APPLY WHAT YOU READ:
- A) From the talk description, list the titles of the books by Nick Spencer that it names.
- B) Decide whether each statement agrees with the talk description. Answer yes or no and quote the deciding words.
(i) Nick Spencer is Senior Fellow at Theos.
(ii) Science is well suited to answer the deep philosophical questions raised.
(iii) Playing God was published by OUP in 2025.
- C) Answer these questions from the talk description.
(i) What date appears at the top?
(ii) Who, in its words, are often the people planning to "improve" the human?
(iii) Which publisher brought out Magisteria?

STUDY TEXT:
☆ ☆ ☆ ☆ ☆ ☆ ☆

21 October 2025 – Nick Spencer

What are humans for?

Science, religion, and the future of humanity

Science’s ability to understand, manipulate, and “improve” the human is greater now than it has ever been, and the 21st century is opening up lots of areas – life extension, AI & human augmentation, genetic engineering – in which people (often tech billionaires) are planning to do just that. Doing so, however, opens up profound questions, going beyond the ordinary ethical challenges (is this the kind of thing we should do?) to encompass deep philosophical ones (is this the kind of thing we should be?). These are questions that science is, by definition, ill-equipped to answer. All too often, the knee-jerk religious response is to say that the answer is no – we shouldn’t do these things, we shouldn’t “Play God”. But, as Nick Spencer argues in this talk, maybe that is exactly what we should be doing. Maybe the real question is not whether we should play God, but what kind of God we should be imitating?

Nick Spencer

Nick Spencer is Senior Fellow at the Christian think tank, Theos. He is the author of a number of books, most recently Magisteria: the entangled histories of science and religion (Oneworld, 2023), Playing God: science, religion and the future of humanity (SPCK, 2024), and The Landscapes of Science and Religion: what are we disagreeing about (OUP, 2025).

☆ ☆ ☆ ☆ ☆ ☆ ☆

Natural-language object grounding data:

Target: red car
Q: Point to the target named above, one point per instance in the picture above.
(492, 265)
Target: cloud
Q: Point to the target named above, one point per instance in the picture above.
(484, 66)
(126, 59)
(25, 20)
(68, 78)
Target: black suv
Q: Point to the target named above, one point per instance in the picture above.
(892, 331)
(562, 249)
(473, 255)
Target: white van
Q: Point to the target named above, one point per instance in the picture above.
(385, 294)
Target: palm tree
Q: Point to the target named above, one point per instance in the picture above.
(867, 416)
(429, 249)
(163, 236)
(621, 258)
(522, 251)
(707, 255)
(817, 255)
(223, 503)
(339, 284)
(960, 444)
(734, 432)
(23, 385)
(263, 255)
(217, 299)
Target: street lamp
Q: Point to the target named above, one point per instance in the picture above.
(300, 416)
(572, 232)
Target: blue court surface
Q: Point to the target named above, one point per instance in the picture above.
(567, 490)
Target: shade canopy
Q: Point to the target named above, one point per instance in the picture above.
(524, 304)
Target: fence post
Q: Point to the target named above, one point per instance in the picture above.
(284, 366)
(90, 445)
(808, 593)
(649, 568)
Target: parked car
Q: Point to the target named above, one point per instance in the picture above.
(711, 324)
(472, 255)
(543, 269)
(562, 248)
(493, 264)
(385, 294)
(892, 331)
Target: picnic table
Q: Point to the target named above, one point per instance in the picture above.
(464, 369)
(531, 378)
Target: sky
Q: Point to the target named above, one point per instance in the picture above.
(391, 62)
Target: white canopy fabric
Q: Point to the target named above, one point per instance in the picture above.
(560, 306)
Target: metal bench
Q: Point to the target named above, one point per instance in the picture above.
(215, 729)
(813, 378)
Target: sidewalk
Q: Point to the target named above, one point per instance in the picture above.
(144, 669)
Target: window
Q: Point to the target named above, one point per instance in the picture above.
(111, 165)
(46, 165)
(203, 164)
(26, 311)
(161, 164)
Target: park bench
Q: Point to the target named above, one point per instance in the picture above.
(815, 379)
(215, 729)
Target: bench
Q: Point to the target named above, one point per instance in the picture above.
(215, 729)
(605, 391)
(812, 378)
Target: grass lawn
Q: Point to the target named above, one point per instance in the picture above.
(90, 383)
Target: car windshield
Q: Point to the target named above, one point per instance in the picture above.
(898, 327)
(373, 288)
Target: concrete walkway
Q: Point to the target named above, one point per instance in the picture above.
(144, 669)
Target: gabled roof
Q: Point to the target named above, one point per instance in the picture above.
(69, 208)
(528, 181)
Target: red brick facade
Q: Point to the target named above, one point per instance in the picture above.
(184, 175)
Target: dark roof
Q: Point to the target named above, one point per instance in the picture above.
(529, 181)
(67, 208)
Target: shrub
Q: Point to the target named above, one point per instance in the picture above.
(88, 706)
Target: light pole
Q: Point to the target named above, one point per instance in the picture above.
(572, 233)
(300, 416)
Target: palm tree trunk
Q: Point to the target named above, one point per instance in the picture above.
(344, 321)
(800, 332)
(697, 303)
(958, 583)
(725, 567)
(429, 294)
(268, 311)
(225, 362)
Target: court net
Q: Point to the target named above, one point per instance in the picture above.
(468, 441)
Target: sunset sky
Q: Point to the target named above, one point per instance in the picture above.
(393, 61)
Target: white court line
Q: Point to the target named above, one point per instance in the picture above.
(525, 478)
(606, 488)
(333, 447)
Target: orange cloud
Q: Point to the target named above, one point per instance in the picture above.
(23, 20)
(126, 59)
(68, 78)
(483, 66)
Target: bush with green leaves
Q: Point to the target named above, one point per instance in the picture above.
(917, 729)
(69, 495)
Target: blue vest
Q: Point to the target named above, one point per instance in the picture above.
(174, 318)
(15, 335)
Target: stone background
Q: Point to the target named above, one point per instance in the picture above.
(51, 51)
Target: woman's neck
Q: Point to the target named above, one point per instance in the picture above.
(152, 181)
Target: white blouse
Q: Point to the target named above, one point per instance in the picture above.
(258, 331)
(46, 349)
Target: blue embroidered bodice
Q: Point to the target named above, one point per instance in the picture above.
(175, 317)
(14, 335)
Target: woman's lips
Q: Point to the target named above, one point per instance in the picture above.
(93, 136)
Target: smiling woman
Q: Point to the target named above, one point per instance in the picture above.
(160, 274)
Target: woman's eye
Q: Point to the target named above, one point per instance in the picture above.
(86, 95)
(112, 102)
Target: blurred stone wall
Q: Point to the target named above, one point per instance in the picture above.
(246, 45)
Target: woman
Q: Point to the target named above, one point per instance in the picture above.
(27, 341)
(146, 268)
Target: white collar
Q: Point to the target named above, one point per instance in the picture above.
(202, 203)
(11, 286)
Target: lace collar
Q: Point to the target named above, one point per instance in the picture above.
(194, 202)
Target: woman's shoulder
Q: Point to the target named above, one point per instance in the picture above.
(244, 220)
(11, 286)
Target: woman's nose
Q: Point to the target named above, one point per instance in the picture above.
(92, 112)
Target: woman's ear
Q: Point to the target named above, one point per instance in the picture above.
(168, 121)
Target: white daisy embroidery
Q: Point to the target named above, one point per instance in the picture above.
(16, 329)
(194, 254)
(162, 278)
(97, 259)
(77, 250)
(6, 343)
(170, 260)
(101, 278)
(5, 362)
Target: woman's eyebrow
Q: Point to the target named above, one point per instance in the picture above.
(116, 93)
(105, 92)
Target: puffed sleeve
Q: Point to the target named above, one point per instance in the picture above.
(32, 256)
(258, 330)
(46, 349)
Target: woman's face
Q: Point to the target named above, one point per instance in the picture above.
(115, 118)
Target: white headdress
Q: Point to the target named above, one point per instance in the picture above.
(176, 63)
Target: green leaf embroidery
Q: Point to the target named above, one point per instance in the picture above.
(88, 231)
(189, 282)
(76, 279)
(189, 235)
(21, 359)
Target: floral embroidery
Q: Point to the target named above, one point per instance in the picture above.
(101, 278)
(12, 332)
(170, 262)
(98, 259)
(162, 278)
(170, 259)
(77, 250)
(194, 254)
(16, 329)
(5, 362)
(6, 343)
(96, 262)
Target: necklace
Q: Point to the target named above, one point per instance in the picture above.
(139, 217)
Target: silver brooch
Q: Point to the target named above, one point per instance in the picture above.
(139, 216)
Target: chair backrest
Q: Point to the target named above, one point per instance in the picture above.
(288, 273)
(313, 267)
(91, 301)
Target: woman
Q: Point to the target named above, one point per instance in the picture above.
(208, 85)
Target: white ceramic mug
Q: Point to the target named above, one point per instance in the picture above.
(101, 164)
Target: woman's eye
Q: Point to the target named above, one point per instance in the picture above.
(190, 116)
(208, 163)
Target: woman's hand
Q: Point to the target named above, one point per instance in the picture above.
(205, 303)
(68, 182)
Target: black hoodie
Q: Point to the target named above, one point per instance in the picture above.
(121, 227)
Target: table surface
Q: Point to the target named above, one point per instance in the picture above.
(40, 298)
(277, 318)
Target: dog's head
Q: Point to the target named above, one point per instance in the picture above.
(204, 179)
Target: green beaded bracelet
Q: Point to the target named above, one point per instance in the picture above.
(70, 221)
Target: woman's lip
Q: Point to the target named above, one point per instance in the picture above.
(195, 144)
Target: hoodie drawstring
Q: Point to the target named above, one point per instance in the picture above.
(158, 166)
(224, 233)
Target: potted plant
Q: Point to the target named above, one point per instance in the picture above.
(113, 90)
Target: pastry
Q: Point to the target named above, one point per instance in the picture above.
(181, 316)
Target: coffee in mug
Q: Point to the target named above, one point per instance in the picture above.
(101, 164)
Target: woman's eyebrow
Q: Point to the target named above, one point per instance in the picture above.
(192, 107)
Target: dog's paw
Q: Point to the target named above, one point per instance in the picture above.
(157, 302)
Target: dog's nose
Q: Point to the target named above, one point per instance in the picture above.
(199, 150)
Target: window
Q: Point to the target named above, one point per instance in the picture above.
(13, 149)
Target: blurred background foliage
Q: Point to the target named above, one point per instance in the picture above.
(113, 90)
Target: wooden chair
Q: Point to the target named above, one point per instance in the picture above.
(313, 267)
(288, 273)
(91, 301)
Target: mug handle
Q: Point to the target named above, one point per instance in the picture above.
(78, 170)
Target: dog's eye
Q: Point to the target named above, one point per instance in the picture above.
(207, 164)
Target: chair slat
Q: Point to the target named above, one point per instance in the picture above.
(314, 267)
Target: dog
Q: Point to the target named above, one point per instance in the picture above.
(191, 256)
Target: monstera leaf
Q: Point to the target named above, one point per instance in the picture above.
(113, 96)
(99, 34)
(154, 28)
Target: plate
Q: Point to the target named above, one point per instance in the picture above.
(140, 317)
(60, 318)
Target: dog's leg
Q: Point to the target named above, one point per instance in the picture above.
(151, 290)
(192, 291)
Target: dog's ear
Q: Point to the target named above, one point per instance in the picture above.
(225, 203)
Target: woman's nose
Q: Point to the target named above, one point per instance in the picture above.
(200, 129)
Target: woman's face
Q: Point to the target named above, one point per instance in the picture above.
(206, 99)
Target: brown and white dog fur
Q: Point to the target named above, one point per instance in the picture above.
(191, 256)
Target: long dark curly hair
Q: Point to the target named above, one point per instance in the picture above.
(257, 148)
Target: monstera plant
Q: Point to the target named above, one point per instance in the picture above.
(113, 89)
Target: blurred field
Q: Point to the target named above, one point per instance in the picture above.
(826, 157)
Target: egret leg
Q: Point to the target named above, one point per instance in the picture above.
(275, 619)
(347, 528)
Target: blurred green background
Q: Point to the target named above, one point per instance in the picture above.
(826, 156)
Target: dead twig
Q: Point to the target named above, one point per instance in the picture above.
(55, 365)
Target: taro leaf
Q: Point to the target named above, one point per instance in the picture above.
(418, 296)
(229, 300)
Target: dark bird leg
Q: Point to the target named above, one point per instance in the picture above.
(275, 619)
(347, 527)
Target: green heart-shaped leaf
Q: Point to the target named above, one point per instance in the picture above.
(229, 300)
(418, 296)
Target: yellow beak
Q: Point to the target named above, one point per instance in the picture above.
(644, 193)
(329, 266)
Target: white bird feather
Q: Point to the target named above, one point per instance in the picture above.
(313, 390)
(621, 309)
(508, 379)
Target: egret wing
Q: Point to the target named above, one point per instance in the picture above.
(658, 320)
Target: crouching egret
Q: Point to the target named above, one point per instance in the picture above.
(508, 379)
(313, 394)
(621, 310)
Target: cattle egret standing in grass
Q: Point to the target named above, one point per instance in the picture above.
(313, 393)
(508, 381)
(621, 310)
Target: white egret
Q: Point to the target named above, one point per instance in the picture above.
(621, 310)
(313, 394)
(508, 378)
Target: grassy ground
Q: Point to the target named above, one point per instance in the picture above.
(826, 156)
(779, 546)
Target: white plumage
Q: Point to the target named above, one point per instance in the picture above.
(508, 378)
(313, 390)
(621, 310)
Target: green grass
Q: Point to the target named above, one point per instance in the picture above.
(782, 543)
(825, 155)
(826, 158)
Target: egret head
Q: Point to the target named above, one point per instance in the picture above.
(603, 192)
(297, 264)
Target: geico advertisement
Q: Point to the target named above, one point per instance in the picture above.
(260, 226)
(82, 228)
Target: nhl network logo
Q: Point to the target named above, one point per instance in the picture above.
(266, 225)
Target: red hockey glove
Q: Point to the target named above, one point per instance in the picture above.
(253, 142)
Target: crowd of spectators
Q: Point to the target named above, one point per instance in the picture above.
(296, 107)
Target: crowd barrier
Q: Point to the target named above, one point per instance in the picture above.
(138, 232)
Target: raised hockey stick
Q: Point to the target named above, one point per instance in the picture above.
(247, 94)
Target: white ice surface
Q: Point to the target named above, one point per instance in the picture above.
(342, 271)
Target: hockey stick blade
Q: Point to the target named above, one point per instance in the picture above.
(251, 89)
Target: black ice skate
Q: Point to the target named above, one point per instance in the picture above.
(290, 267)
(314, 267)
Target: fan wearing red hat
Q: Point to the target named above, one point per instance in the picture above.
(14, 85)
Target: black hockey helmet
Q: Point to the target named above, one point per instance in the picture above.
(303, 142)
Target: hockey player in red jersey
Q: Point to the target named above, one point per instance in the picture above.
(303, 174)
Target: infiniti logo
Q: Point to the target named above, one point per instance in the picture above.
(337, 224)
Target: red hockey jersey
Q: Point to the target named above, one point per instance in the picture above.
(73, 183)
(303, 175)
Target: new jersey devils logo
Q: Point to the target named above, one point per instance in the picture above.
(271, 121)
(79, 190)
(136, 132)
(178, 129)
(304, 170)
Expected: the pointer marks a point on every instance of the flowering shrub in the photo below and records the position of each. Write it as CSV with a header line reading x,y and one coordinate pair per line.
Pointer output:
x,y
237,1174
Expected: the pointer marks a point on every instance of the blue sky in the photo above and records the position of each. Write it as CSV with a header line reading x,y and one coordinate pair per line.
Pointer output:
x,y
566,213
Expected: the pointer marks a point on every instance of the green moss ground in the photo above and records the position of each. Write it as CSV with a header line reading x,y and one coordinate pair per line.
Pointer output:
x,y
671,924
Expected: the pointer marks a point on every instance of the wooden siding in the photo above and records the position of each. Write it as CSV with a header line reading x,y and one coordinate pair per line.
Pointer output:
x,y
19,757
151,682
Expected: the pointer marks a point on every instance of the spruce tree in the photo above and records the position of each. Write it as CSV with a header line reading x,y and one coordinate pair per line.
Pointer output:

☆ ☆ ☆ ☆ ☆ ☆ ☆

SOLUTIONS FOR EACH TASK:
- A)
Magisteria: the entangled histories of science and religion
Playing God: science, religion and the future of humanity
The Landscapes of Science and Religion: what are we disagreeing about

- B)
(i) Yes: "Nick Spencer is Senior Fellow at the Christian think tank, Theos."
(ii) No: "These are questions that science is, by definition, ill-equipped to answer."
(iii) No: "Playing God: science, religion and the future of humanity (SPCK, 2024)"

- C)
(i) 21 October 2025
(ii) Tech billionaires
(iii) Oneworld